## START DOCUMENT TEXT

I think, more than anything it was a case of "one line too many," especially one which was too competitive with the more profitable Ikon line.  

On top of that, the Ikon line looks distinctive, while the LCB demanded comparison with the "as good, or slightly better" Messermeister, and "much better, but similarly priced" Japanese made knife lines.

I mean really, would you rather prep with an LCB than a MAC Pro?

BDL


----------



## phaedrus (Dec 23, 2004)

I don't think I've ever used a MAC Pro. Probably rather have it than the German sight-unseen, though, just on general principle./img/vbsmilies/smilies/wink.gif


----------



## duckfat (Aug 7, 2008)

boar_d_laze said:


> I mean really, would you rather prep with an LCB than a MAC Pro?


As a student? Absolutely!

## END DOCUMENT TEXT
## START ROWS

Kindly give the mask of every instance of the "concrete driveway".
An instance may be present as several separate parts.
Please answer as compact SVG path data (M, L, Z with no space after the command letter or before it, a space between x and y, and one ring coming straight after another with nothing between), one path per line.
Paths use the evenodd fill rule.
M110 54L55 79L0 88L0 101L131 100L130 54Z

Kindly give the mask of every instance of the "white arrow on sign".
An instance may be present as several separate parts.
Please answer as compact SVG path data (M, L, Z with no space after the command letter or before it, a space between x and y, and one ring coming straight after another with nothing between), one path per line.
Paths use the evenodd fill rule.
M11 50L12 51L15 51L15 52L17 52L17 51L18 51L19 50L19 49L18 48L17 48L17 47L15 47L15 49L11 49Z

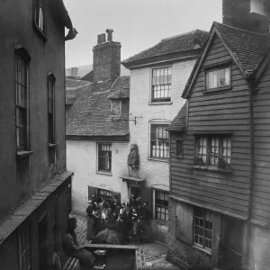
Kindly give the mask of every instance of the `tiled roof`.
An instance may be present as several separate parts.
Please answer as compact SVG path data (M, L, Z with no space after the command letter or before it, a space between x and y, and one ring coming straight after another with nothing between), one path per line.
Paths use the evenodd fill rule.
M178 114L171 122L171 123L166 127L168 131L184 131L185 130L185 115L186 115L186 103L183 105L182 109L179 111Z
M111 115L109 95L122 88L129 89L130 76L119 76L111 89L92 91L94 85L76 90L76 100L66 110L68 136L126 136L129 134L129 101L122 104L122 114Z
M253 74L269 51L269 34L260 34L214 22L224 42L237 57L248 76Z
M123 63L182 50L198 49L198 45L202 46L207 39L207 32L195 30L181 35L166 38L157 45L127 58Z
M269 34L260 34L214 22L209 38L204 43L202 54L197 58L183 91L182 97L184 98L186 97L187 93L190 91L189 88L194 76L196 76L198 66L203 56L203 50L211 41L210 38L214 31L217 31L217 32L220 34L220 37L228 46L229 50L233 53L236 60L242 68L247 76L251 76L256 71L260 63L262 63L264 58L269 52Z

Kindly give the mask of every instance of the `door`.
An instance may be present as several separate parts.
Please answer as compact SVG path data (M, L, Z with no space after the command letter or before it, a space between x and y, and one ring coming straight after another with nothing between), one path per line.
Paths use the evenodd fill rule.
M40 270L48 270L48 250L47 250L47 238L48 238L48 218L45 215L39 221L39 258L40 258Z

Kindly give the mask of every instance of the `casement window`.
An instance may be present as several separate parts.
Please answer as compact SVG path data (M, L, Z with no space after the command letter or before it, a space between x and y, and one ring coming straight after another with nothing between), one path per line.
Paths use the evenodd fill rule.
M150 125L150 158L168 158L169 141L167 124Z
M230 169L231 160L230 136L196 136L195 146L194 165Z
M206 71L206 90L230 86L230 67L223 67Z
M98 171L112 171L112 144L98 144Z
M38 29L46 34L46 0L33 0L34 1L34 24Z
M31 227L18 232L19 270L32 270L32 237Z
M176 140L176 157L183 158L183 140Z
M120 115L121 114L122 101L121 100L112 100L111 101L111 115Z
M171 101L172 68L152 69L152 102Z
M27 62L19 55L15 55L15 85L16 85L16 140L17 150L27 150L28 124L28 87Z
M49 143L55 142L55 76L48 76L48 138Z
M159 220L168 221L168 194L155 190L155 218Z
M213 223L210 212L194 210L194 241L195 246L212 250Z

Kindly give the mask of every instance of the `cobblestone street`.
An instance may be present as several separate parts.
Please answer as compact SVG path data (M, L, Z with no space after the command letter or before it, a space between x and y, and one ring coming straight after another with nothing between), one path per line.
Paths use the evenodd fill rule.
M86 217L82 217L73 214L76 218L77 228L76 230L78 242L81 245L90 244L91 241L86 239ZM140 245L143 250L145 258L146 269L167 269L167 270L179 270L178 267L173 266L166 260L166 246L159 243L147 243Z

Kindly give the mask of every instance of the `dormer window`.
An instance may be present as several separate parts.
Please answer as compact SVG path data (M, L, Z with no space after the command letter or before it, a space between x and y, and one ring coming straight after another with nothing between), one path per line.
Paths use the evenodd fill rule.
M111 101L111 115L120 115L121 114L122 101L119 99L114 99Z
M230 86L230 67L206 70L206 90L219 89Z

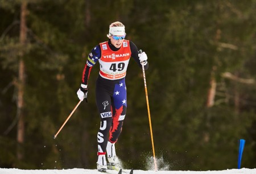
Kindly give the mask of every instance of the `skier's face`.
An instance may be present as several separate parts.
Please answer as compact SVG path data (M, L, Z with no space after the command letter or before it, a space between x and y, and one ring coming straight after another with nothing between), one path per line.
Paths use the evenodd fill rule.
M121 47L125 36L110 36L110 42L112 45L115 48L119 48Z

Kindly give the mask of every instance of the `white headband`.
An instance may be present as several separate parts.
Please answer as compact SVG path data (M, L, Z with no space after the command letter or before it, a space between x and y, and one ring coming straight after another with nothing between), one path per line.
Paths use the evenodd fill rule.
M125 35L125 27L109 27L109 33L114 36Z

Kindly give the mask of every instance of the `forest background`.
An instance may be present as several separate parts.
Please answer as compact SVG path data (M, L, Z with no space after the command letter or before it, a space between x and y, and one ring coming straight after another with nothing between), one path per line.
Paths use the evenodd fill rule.
M0 167L96 168L98 64L88 102L53 135L79 102L88 54L118 20L148 57L159 168L236 168L239 139L246 141L242 167L256 168L255 9L255 0L1 0ZM152 146L133 59L126 86L117 153L126 168L145 169Z

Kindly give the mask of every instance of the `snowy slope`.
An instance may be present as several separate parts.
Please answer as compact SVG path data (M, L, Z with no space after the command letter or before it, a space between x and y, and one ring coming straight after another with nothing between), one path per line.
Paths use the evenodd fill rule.
M127 171L128 170L125 170ZM115 171L110 171L112 174L117 174ZM0 174L102 174L96 169L73 168L69 169L22 170L19 169L0 168ZM125 173L123 172L123 173ZM256 174L256 169L242 168L212 171L157 171L135 170L134 174Z

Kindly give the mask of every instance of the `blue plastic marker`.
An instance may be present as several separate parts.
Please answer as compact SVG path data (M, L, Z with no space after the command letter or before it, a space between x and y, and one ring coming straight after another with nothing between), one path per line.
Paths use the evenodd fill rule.
M239 151L238 151L238 168L241 168L241 161L242 160L242 156L243 155L243 148L245 147L245 140L240 139L239 143Z

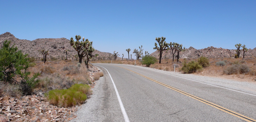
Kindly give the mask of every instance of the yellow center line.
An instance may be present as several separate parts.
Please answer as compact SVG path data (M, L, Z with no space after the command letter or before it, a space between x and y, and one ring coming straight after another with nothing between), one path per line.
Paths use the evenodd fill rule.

## END ROWS

WHAT THIS EXERCISE ASKS:
1. In the kitchen knife thread, which line was the LCB said to be too competitive with?
2. Carry on the kitchen knife thread from its final post.

RESPONSES BY TASK:
1. The more profitable Ikon line.

2.
Why? Because as students start out in professional kitchens they wind up doing all the grunt work. That can mean countless hours prepping. This is a time I prefer a knife with some heft but as always that gets down to personal preference. No doubt for a lot of other work I would choose the Mac. They only good thing I have to say about Forschner is they work and they are cheap. Those are traits for many that can't be over looked. The last LCB Chef knife I saw was around $70. I'd take that any day of the week and twice on Sunday over a lot of others in that price range for a student.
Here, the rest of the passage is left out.